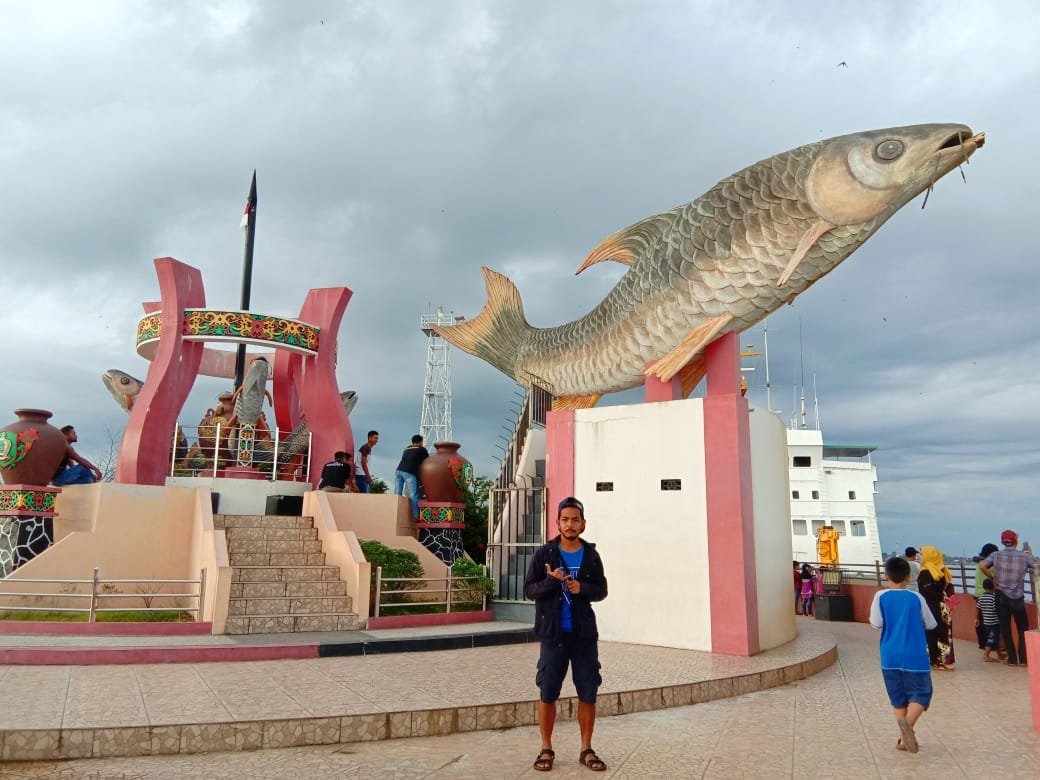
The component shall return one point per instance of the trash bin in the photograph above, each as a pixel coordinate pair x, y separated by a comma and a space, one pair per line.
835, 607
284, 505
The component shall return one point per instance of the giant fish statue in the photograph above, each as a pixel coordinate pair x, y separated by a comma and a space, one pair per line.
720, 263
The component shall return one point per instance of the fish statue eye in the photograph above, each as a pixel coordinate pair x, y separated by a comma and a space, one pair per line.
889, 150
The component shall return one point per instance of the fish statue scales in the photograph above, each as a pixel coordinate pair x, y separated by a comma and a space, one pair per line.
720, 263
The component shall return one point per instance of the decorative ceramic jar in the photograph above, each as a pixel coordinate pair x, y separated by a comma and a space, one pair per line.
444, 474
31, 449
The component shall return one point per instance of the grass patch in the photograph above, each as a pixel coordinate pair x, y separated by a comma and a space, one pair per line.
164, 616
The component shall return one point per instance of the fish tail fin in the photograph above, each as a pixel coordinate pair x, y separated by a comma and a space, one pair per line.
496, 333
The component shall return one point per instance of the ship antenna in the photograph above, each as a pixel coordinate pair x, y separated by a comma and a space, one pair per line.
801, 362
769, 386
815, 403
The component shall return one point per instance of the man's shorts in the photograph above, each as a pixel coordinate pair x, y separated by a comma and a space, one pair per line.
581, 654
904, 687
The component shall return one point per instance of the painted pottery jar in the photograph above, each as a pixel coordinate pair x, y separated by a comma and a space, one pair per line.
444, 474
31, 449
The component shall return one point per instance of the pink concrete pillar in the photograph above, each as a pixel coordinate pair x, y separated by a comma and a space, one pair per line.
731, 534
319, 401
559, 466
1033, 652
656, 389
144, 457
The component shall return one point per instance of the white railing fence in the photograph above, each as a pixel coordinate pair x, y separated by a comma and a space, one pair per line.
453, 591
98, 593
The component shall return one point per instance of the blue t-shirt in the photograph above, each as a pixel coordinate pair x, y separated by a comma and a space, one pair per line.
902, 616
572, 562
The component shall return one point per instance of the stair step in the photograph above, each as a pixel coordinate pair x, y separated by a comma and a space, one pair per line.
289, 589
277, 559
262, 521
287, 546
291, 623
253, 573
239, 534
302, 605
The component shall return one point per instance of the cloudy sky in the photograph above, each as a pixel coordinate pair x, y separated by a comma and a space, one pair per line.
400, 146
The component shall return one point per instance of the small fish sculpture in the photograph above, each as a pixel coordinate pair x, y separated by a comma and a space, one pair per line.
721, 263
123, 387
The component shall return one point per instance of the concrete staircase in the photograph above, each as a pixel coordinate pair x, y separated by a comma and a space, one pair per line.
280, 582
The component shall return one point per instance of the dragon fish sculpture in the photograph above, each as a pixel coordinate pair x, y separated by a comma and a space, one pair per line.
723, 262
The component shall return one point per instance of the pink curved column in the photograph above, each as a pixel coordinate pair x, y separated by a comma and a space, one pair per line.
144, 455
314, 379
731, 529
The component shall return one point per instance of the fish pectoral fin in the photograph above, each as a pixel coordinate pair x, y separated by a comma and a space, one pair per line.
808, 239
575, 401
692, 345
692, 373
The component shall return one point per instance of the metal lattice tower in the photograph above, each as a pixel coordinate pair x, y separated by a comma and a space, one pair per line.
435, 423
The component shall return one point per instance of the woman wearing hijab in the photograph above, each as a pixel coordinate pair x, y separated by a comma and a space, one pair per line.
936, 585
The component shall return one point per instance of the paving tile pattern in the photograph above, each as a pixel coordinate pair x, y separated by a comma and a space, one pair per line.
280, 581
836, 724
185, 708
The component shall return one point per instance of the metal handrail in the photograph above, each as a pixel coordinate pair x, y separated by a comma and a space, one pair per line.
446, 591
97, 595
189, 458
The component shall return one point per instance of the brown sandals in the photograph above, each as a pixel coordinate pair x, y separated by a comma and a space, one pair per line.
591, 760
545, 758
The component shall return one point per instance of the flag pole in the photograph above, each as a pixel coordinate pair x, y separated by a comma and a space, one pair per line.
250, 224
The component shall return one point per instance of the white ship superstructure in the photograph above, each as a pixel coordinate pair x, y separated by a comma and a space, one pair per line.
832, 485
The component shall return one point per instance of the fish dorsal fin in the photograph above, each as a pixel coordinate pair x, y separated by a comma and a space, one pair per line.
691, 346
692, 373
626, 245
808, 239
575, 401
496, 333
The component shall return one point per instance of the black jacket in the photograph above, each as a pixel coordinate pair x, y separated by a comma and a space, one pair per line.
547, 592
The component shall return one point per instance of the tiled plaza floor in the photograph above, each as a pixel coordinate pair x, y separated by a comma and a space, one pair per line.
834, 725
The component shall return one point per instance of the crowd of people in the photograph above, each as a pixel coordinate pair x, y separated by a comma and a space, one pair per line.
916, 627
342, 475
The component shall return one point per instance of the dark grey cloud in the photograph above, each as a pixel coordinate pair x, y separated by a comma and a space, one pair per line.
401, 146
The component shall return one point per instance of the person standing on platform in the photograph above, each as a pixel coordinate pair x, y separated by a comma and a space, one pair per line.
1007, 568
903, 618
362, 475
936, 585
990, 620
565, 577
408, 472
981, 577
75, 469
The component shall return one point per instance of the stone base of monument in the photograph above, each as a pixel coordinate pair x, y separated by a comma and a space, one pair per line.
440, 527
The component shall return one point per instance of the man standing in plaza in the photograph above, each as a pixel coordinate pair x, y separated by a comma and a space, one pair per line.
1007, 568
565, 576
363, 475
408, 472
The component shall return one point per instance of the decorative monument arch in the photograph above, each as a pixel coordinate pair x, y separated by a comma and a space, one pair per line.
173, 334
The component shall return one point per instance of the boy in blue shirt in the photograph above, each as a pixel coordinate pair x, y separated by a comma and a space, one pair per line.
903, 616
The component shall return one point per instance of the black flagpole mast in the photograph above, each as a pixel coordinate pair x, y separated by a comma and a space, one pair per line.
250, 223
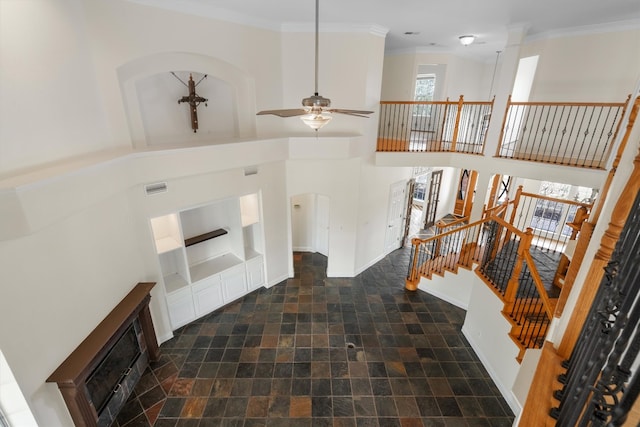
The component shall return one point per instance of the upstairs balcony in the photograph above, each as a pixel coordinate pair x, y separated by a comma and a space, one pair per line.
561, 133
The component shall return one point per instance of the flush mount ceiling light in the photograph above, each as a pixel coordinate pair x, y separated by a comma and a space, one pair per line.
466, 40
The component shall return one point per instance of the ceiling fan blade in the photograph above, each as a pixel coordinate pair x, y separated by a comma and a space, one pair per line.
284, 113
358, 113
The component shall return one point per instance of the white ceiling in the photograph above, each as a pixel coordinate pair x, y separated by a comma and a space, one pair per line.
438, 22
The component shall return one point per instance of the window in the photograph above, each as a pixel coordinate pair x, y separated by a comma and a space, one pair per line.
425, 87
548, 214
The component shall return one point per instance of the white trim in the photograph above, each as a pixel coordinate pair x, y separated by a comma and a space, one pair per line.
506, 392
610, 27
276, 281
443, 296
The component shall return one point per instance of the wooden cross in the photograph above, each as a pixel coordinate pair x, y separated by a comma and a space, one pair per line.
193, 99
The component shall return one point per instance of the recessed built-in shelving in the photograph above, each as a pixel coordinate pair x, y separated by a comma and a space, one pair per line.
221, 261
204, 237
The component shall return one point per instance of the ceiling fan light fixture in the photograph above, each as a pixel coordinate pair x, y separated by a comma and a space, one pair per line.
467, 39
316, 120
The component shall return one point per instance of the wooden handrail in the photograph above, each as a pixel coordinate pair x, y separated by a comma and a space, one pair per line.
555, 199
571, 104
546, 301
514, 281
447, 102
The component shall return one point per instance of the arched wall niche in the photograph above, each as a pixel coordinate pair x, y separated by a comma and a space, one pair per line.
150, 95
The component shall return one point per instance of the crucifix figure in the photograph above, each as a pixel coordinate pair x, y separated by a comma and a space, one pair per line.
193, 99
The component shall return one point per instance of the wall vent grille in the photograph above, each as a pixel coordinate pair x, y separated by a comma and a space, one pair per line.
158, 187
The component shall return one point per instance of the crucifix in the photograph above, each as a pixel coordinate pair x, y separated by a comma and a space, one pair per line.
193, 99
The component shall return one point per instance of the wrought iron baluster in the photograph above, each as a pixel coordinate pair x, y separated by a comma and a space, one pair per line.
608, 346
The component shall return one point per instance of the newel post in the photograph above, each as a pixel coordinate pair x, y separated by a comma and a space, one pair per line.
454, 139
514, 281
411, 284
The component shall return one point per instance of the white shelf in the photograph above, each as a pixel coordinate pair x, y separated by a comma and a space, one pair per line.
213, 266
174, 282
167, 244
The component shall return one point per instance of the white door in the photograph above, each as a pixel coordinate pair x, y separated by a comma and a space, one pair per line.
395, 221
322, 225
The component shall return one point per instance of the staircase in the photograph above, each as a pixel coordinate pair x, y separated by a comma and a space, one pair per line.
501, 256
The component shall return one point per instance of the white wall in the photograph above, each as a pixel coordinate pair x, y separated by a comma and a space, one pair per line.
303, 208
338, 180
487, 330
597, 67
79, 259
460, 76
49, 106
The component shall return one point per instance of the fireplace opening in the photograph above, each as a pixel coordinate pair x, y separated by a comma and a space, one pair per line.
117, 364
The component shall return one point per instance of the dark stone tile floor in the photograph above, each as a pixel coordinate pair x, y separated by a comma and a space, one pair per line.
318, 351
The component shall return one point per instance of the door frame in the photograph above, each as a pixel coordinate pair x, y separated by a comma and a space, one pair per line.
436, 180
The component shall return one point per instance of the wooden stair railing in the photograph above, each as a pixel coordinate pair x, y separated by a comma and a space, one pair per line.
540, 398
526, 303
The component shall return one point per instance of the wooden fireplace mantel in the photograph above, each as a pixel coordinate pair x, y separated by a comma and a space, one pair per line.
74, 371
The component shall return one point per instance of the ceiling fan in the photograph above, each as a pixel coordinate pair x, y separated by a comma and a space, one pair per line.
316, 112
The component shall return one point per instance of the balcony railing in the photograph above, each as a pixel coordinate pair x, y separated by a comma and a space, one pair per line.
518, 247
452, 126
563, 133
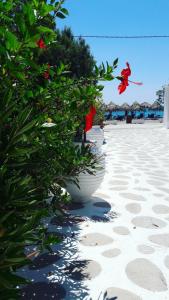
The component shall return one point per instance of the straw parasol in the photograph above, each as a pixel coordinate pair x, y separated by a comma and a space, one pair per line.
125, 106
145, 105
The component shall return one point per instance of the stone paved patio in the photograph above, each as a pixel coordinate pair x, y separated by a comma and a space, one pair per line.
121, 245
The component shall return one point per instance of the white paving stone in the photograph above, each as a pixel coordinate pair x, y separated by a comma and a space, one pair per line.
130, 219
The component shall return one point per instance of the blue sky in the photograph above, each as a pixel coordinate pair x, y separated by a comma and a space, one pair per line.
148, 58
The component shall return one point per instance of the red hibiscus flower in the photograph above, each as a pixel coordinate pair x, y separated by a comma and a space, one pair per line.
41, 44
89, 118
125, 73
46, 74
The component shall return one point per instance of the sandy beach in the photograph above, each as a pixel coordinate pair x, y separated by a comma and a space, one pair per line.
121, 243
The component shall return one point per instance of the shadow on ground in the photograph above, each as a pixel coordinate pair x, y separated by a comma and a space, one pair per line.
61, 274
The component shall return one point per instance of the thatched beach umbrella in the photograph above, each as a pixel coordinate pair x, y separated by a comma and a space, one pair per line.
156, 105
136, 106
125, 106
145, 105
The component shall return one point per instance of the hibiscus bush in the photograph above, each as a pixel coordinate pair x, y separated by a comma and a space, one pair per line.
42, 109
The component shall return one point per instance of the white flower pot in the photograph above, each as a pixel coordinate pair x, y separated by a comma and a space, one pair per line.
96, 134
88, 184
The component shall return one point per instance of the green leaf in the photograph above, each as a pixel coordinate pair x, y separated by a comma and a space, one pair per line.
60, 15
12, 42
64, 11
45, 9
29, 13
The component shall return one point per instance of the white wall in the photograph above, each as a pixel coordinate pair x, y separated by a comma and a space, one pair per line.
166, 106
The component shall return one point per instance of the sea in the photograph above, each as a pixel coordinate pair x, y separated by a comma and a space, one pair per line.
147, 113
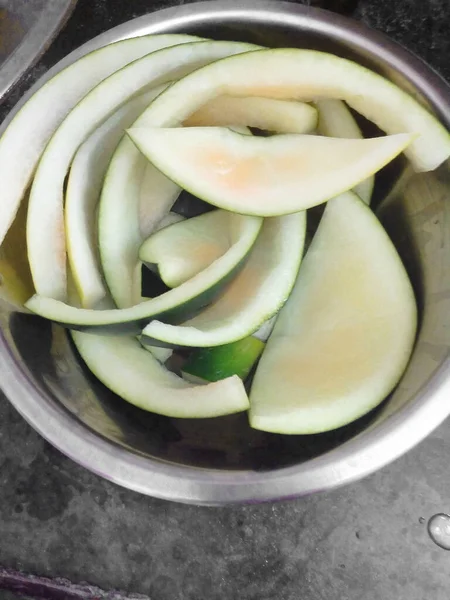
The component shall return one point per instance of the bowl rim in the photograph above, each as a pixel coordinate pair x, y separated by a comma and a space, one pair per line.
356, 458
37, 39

**DO THIS:** Extract only the lines from the line containing "of the hibiscus" through the final line of the listing above, unchanged; pictures stay out of the copy.

**RESPONSE TO THE EXERCISE:**
The component shall return one point per instance of the hibiscus bush in the photograph above, each as a pixel coordinate pair x, y separated by a comma and a space, one pair per line.
42, 109
The component shall return one point per instance of the white flower pot in the photograph above, each as a pixel coordinate pair x, y separated by a comma and a space, one pair per line.
96, 134
88, 184
The component shall return one point per instance of the green leaf in the photograph above, each as a pixel coordinate pair x, y separated by a comma and a space, one pair per line.
60, 15
12, 42
64, 11
45, 9
29, 13
The component shall return one point per instance of the white wall in the photograph above, each as a pixel coordinate pair x, y separated by a comma and a space, one pair per line.
166, 106
The component shall return one point per instance of the sea in the photograph above, each as a pixel coordinate pair x, y separated by a comma and a space, one pair per line.
147, 113
The component shall return one point per instance of the bowl rim in the photograph above, each as a pixel coordinate pair x, y separated by a comma and a space, one pair per line.
356, 458
37, 39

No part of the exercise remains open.